(Records drawn from a dataset)
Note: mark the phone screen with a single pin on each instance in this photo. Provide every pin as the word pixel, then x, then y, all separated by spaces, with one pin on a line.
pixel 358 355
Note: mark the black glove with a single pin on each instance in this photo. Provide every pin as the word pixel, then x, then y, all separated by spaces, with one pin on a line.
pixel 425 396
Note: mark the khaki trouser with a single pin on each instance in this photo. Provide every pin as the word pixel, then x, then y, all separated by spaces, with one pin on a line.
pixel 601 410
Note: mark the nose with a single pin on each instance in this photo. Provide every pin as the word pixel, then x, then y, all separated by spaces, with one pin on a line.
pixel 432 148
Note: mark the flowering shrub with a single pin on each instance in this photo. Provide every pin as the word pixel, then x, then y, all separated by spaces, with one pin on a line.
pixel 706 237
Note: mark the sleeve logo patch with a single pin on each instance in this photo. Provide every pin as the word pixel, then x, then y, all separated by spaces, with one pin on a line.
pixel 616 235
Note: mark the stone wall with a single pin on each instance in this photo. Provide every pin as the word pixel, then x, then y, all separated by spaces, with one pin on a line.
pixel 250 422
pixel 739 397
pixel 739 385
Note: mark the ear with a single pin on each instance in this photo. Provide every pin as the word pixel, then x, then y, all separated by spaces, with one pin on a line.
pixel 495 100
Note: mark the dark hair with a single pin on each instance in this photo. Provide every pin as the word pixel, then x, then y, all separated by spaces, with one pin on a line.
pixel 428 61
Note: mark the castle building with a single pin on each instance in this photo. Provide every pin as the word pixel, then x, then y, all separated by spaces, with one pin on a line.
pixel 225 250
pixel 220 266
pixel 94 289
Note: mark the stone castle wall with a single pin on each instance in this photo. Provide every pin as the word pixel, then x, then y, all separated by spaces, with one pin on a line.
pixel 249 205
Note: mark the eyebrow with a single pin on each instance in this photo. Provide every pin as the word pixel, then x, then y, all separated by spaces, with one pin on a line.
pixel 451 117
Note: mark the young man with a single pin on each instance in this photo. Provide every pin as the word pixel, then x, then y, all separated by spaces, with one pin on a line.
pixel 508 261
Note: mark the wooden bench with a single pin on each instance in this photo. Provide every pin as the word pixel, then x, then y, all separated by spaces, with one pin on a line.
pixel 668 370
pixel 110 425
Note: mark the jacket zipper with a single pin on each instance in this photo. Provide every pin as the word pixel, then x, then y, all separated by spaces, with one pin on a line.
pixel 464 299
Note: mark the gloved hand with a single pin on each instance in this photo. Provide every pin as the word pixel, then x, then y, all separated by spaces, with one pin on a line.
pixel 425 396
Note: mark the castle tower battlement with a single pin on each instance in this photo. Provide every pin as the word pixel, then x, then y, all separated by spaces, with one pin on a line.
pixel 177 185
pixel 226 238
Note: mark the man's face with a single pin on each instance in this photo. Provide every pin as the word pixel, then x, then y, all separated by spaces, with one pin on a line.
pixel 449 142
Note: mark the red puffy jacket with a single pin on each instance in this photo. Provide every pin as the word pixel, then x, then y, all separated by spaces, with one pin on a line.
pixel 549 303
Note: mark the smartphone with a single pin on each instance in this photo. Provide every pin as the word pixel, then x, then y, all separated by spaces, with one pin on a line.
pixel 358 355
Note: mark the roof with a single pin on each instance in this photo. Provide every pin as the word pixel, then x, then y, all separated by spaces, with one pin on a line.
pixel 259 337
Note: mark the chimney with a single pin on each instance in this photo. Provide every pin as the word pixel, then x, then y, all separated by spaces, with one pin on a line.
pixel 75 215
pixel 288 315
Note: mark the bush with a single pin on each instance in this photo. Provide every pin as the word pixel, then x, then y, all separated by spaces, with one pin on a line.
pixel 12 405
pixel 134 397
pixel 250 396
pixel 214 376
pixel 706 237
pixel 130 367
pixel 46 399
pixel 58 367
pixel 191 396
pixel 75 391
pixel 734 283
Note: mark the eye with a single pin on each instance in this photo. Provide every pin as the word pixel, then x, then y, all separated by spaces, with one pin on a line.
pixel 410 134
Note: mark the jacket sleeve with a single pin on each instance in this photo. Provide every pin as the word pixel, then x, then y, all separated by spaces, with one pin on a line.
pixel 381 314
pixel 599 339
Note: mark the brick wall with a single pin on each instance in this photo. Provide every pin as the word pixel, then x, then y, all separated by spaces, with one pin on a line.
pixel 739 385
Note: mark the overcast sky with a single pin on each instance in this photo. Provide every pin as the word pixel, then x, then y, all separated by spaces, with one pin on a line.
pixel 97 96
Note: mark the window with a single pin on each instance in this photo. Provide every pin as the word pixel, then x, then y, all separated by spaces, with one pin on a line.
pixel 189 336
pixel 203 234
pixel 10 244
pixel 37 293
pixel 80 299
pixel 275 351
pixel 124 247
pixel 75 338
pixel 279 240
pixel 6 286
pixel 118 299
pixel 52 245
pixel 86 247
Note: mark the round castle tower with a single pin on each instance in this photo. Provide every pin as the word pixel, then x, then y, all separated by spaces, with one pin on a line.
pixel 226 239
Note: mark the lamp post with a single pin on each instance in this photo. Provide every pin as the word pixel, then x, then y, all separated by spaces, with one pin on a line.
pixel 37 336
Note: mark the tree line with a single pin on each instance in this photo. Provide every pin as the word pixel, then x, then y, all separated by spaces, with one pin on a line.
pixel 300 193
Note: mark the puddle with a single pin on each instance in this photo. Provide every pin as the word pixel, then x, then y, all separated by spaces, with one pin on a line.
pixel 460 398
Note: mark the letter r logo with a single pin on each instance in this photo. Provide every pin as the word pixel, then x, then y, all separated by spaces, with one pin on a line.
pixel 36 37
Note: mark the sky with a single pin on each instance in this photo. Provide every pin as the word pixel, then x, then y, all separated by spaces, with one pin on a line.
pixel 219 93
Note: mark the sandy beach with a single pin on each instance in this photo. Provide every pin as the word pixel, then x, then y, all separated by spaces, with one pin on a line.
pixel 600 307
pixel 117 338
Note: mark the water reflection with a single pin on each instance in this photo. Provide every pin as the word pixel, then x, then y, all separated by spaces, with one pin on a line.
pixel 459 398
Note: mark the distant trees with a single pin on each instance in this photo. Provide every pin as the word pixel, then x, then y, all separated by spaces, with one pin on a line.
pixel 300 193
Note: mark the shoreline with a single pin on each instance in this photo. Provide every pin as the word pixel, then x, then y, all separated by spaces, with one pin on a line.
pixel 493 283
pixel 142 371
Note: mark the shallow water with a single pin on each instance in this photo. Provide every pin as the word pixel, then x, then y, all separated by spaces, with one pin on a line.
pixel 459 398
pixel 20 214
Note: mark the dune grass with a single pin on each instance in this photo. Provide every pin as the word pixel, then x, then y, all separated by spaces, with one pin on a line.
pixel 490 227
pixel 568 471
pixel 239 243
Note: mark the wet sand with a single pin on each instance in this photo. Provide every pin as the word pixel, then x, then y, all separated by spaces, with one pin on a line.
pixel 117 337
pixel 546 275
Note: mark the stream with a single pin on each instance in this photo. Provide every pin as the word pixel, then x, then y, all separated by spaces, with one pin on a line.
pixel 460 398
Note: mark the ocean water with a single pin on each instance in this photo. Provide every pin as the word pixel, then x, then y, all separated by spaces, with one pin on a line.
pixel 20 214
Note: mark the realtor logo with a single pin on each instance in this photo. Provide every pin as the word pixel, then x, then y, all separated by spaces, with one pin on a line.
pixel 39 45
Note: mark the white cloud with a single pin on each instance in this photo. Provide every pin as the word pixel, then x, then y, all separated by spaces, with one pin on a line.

(Work instructions)
Return the lines above exactly, keeping every word.

(Expected answer)
Note: mark the phone screen with a single pin on each instance in this photo. Provide every pin as the word pixel, then x, then y, all separated by spaces, with one pin on a line.
pixel 358 355
Note: mark the black glove with a single pin on each instance in this photo. Provide every pin as the word pixel, then x, then y, all separated by spaces, with one pin on a line.
pixel 425 396
Note: mark the khaki trouser with a single pin on each instance in this photo. Provide every pin as the word pixel, then x, then y, all separated by spaces, with one pin on a line.
pixel 601 410
Note: mark the nose with a single pin on each instance in this photo. Provide every pin as the word pixel, then x, then y, all separated by spaces, with one pin on a line.
pixel 432 148
Note: mark the flowering shrub with a single pin on each instance in this photo. Provide every pin as the word pixel, then x, then y, all separated by spaces, with one pin on a line.
pixel 706 237
Note: mark the sleeve logo patch with a single pin on each instance in this photo. Provide every pin as the word pixel, then x, then y, all separated by spaces, with one pin on a line.
pixel 616 235
Note: mark the stone wall with a single pin on each instance in this photo. Provide every pin as the word pixel, then x, then y, all separated by spaces, with one pin on a line.
pixel 250 422
pixel 739 397
pixel 739 385
Note: mark the ear with a single pin on each instance in this photo. Provide every pin as the word pixel, then x, then y, all separated by spaces, with one pin on a line.
pixel 495 100
Note: mark the dark hair with a single pin on each instance in this photo. Provide every pin as the word pixel, then x, then y, all separated by spaces, with one pin on a line.
pixel 428 61
Note: mark the castle building with a single pin on each instance in this photo. Provide every pin as the word pixel, then x, then y, all separated by spaces, with one pin on a line.
pixel 225 250
pixel 220 266
pixel 94 289
Note: mark the stone castle wall with a single pin on each instance in this photo. Provide every pin as the word pixel, then x, then y, all separated by spaces, with one pin on a line.
pixel 249 205
Note: mark the eyebrow with a single pin on each instance in this photo. Provide every pin as the word pixel, then x, then y, all separated by spaces, with one pin on a line.
pixel 451 117
Note: mark the young man with a single pin on each instance in this photo. Provide every pin as the word pixel, then x, then y, all separated by spaces, with one pin on a line.
pixel 508 261
Note: mark the wooden bench with a single pin on each instance in this photo. Provide every pin as the word pixel, then x, then y, all separated by spaces, with one pin on a line.
pixel 668 370
pixel 110 425
Note: mark the jacket zipper with a single pin on each instance in this photo. Provide every pin as the word pixel, then x, then y, all separated by spaces, with one pin on a line.
pixel 464 299
Note: mark the gloved hand with a single pin on each instance in this photo. Provide every pin as the word pixel, then x, then y, all separated by spaces, with one pin on a line.
pixel 425 396
Note: mark the castle tower battlement with a single pin on each instance in this photo. Provide every pin as the word pixel, then x, then y, all separated by spaces, with one pin on a line.
pixel 177 185
pixel 226 238
Note: mark the man's face with a single pin on each instance in this photo. Provide every pin as the word pixel, then x, then y, all separated by spaces, with one pin on a line.
pixel 449 142
Note: mark the red puffy jacket with a single pin on each instance in this photo. Provide every pin as the word pixel, then x, then y, all separated by spaces, with one pin on a line.
pixel 549 303
Note: mark the smartphone with a single pin on each instance in this photo. Provide every pin as the word pixel, then x, then y, all separated by spaces, with one pin on a line.
pixel 358 355
Note: mark the roof with a single pin on each instance in this photo. Provide every pin as the word pixel, then x, then y, all separated by spaces, with one pin on a line.
pixel 259 337
Note: mark the chimney with a single pin on each instance in this photo. Provide every pin as the word pixel, then x, then y, all separated by spaces, with one pin on a line.
pixel 75 215
pixel 288 315
Note: mark the bush with a single pin on each instance in this photo. Provide every pin as the word pixel, then x, then y, all separated by spaces, with one pin on a line.
pixel 12 405
pixel 134 397
pixel 250 396
pixel 214 376
pixel 706 237
pixel 130 367
pixel 46 399
pixel 58 367
pixel 191 396
pixel 75 391
pixel 734 283
Note: mark the eye with a single pin on each instance in this photo. Provide every pin as the word pixel, then x, then y, all separated by spaces, with one pin on a line.
pixel 410 134
Note: mark the jacket sleeve with a single pin on each instance in this photo. Provide every pin as the word pixel, then x, then y, all separated by spaces, with one pin on a line.
pixel 381 314
pixel 599 339
Note: mark the brick wall with a single pin on each instance in this photo. Provide every pin as the word pixel, then x, then y, all separated by spaces, with one pin on a line.
pixel 739 385
Note: mark the overcast sky with a single pin on each instance in this photo. Provide every pin as the word pixel, then x, then y, all separated by spaces, with one pin on a line.
pixel 97 96
Note: mark the window with a single pin on each instance in this photo. Provide every pin as the word pixel, then x, then y, all separated by spaces, with one pin on a line.
pixel 189 336
pixel 203 234
pixel 10 244
pixel 37 293
pixel 80 299
pixel 275 351
pixel 124 247
pixel 75 338
pixel 279 240
pixel 6 286
pixel 118 299
pixel 52 245
pixel 86 247
Note: mark the round castle tower with a single pin on each instance in this photo. Provide every pin as the word pixel, then x, then y, all separated by spaces, with one pin on a line.
pixel 226 239
Note: mark the lamp post with a single pin on each instance in this photo. Provide every pin as the word pixel, then x, then y, all separated by spaces, with one pin on a line.
pixel 37 336
Note: mark the tree line with a single pin on each instance in this photo. Provide every pin as the word pixel, then x, then y, all separated by spaces, with one pin on a line.
pixel 300 193
Note: mark the puddle with a single pin on each instance in this photo. Provide every pin as the word pixel, then x, then y, all separated by spaces, with one pin on a line.
pixel 460 398
Note: mark the letter r logo with a single pin on each instance in this photo. Provide every pin as the word pixel, then x, then y, all separated by spaces, with one pin on a line.
pixel 36 37
Note: mark the sky with a single pin on each instance in this photo. Provide every pin as the word pixel, then x, then y, all separated by spaces, with one pin on a line.
pixel 219 93
Note: mark the sandy beach with a single pin on each instance in this photo. Provide every pin as the word pixel, then x, then y, all separated by spaces, with one pin on a line.
pixel 600 307
pixel 117 338
Note: mark the water reflection with a single pin on each instance in this photo. Provide every pin as the word pixel, then x, then y, all separated by spaces, with one pin on a line.
pixel 459 398
Note: mark the distant trees with a single pin on each instance in this photo. Provide every pin as the word pixel, then x, then y, all separated by spaces, with one pin on a line.
pixel 300 193
Note: mark the shoreline with a single pin on each instance in this photo. Provide every pin as the word pixel, then x, then y, all separated by spaces, with one pin on a line.
pixel 493 283
pixel 142 371
Note: mark the shallow water with a single pin on each instance in this photo. Provide every pin as the word pixel, then x, then y, all separated by spaces, with one pin on a line.
pixel 459 398
pixel 20 214
Note: mark the dune grass with a single pin on each instance in this photo. Provide every pin as the word pixel, then x, then y, all separated by spaces, with one pin on a line.
pixel 490 227
pixel 568 471
pixel 239 243
Note: mark the wet sand with a single pin on each instance in this photo. Provide every pin as the word pixel, then x, then y, all separated by spaces, with one pin on a line.
pixel 117 337
pixel 546 275
Note: mark the stream with a single pin on each instance in this photo. Provide every pin as the word pixel, then x, then y, all separated by spaces, with one pin on a line.
pixel 460 398
Note: mark the ocean water with a single pin on each instance in this photo. Provide every pin as the word pixel, then x, then y, all separated by spaces, with one pin on a line.
pixel 20 214
Note: mark the realtor logo with a single pin on each instance in this photo. Provide every pin as the word pixel, then x, then y, all separated by spaces, with one pin on a line.
pixel 39 45
Note: mark the white cloud with a single pin on each instance in this photo. Provide every pin as the word pixel, then x, then y, all separated by spaces, with one pin on a line.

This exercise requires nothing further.